WHAT TO PRODUCE: Down to the last line, print the entries below exactly, and keep every picture out of the copy.

DATA TO EXAMINE:

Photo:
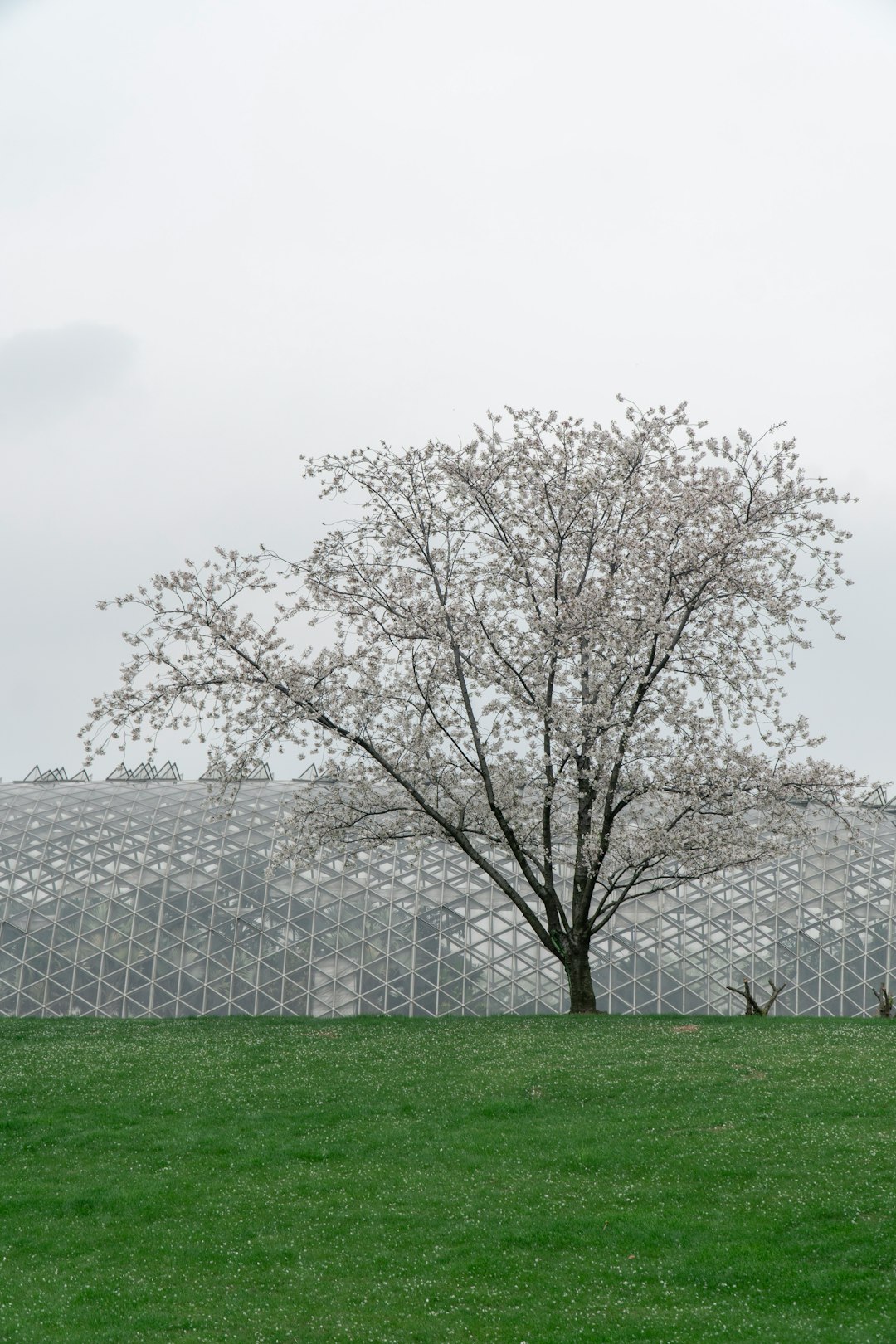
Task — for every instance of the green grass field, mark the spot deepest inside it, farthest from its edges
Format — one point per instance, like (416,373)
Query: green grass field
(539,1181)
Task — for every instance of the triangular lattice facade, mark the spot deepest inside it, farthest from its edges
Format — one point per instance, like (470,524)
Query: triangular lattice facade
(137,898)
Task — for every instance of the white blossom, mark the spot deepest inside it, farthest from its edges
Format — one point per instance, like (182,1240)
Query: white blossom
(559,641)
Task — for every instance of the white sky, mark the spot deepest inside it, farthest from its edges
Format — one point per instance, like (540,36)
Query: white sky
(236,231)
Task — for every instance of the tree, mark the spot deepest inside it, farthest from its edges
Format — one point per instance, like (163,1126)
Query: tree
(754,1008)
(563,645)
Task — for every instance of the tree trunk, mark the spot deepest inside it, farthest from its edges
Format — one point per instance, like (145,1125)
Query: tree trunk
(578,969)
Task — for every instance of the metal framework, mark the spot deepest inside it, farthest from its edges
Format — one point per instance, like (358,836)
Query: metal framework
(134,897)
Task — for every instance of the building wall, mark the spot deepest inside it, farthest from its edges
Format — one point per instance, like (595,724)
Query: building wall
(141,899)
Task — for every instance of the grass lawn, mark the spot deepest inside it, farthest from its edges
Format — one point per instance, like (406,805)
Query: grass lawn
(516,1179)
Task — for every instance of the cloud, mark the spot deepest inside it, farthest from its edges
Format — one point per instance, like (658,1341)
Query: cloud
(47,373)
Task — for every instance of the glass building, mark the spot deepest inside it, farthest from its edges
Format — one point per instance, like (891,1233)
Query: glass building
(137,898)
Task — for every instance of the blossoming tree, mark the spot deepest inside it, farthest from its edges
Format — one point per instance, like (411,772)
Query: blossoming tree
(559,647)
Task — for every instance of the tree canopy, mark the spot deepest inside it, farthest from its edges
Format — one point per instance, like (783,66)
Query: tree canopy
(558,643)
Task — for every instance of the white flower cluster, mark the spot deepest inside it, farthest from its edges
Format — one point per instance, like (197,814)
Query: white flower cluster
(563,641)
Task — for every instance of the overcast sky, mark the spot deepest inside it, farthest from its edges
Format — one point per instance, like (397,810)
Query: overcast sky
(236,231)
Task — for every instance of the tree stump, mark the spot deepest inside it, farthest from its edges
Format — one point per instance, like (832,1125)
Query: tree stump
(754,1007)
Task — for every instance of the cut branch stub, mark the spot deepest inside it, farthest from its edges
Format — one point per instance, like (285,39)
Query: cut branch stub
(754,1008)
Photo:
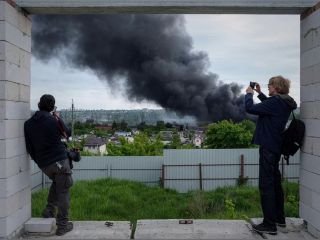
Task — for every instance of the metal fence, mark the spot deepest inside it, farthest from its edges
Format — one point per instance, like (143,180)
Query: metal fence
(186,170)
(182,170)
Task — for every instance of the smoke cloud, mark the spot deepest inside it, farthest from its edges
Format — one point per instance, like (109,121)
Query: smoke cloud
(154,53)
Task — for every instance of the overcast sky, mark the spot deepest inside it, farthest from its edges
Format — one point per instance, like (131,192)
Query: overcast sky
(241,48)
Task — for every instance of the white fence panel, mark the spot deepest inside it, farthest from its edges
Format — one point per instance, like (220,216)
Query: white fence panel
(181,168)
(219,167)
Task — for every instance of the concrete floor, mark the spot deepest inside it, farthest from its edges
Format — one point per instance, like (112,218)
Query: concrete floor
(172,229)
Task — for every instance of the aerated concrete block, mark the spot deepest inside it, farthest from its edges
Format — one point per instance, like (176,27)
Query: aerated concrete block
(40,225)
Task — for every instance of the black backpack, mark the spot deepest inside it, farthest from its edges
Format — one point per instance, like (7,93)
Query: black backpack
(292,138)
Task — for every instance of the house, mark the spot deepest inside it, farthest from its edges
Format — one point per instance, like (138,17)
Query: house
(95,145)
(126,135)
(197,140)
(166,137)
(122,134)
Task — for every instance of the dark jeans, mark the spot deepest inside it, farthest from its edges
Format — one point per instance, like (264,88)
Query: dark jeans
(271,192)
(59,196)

WORKED SOLUTION:
Photo:
Task — for every instance of the green grass field, mark the spot deepest inside it, farthest from its edges
Format — one point per instance, like (416,373)
Query: green grass field
(539,1181)
Task — for every instance of the triangular lattice facade, mark the spot deepest inside it, farthest from its edges
Format — one point per instance, like (470,524)
Query: triangular lattice facade
(137,898)
Task — for every instance of the white blossom, mark the spot deepest inside it, farthest from its edges
Format — one point per instance, like (182,1240)
Query: white blossom
(559,641)
Task — for every instance of the white sky, mark the spot deepest inside it, farthest from its edges
Format — one point per instance, like (540,36)
Query: white sky
(236,231)
Task — for every instance of the tree, mark the spot deepest inside it, farthest from its edges
Format — one point per instance, like (163,1126)
Query: tree
(754,1008)
(563,645)
Task — for every instance of the tree trunk, mark the spot deepest inside it, farthest from its edges
Format — one point per instance, like (145,1125)
Query: tree trunk
(578,969)
Task — for every instance of the metal framework, mark the spot deepest inside it, farthest from its edges
Format — one point per instance, like (358,836)
Query: metal framework
(134,897)
Task — for every instance of the building wall, mark the spot deepest inside it, farthest from its edges
Format — one point per instance, like (595,724)
Query: building wall
(141,899)
Task — for every instance of the grass lawn, mark the spot deepest inside it, farthest from its edges
Format — one point per instance, like (406,805)
Query: grass lawn
(516,1179)
Task — for every instance of the cloud, mark the spot deepest inside it, farthest from its edges
Format — one point per instance, like (658,1341)
Query: cloud
(47,373)
Task — for every instance of the glass building, mark the spot deepest inside it, farthest from its edges
Format — one point per instance, like (891,1233)
Query: glass building
(137,898)
Task — for every instance of the blossoming tree, mark the spot deepest inside it, farthest from its edges
Format — one point per instance, like (411,772)
Query: blossoming tree
(559,647)
Task — for every instance of the tree canopy, mark the spot deepest inside it, farthest from its edges
Format — one point per instance, like (783,66)
Query: tree canopy
(558,643)
Task — for every instance of the white flower cluster, mark the spot deepest inside it, farthest from its edges
Format — one point per instance, like (197,814)
Query: white flower cluster
(563,641)
Task — for every instance of the overcast sky, mark the spot deepest inside it, farthest from its edges
Format — one point per instance, like (397,810)
Query: overcast sky
(236,231)
Task — for every instance of the tree stump, mark the spot deepest inside it, farthest from its edges
Format — one point per instance, like (832,1125)
Query: tree stump
(754,1007)
Task — for every instance of the cut branch stub, mark the spot deepest inside it, farthest from its edges
Format — one point per instance, like (285,39)
Query: cut branch stub
(754,1008)
Photo:
Task — for every instance of the metal fence, mark the spot deepest inside it, farthest from its edges
Format — one point per instance, like (143,180)
Query: metal fence
(186,170)
(182,170)
Task — for every instance of the smoke cloud, mark the spot deepest inside it, farthest from its edges
Format — one point per instance, like (109,121)
Query: smoke cloud
(154,53)
Task — for every instance of the overcast sky, mark the spot deepest inside it, farthest from its edges
Format — one point per instance, like (131,192)
Query: overcast sky
(241,48)
Task — for every instance of the white fence panel, mark the spot deepest inside it, farthest from its edges
Format — one point per instance, like (220,216)
Query: white fence panel
(181,168)
(219,167)
Task — for every instance of the concrete floor, mark the spot deepest inside it, farthest from its edges
Format — one point per instance, like (112,218)
Query: concrete floor
(172,229)
Task — for every instance of the aerated concrete block, mark the spot deepest inside it, farthest from its edges
Format — one point per instance, like (176,27)
Query: aerated concrete block
(40,225)
Task — for every instance of the black backpack, mark the spot deepest inside it, farthest from its edges
Format — one point per instance, like (7,93)
Query: black backpack
(292,138)
Task — for every instance of the house, mark the spot deepest inside it, farthest from its edges
Format — one point per instance, like (138,17)
Query: house
(95,145)
(126,135)
(197,140)
(166,137)
(122,134)
Task — for every instance of the dark jeans, mark the spot deepest inside it, farthest from its edges
Format — one point per instance, like (264,88)
Query: dark jeans
(271,192)
(59,196)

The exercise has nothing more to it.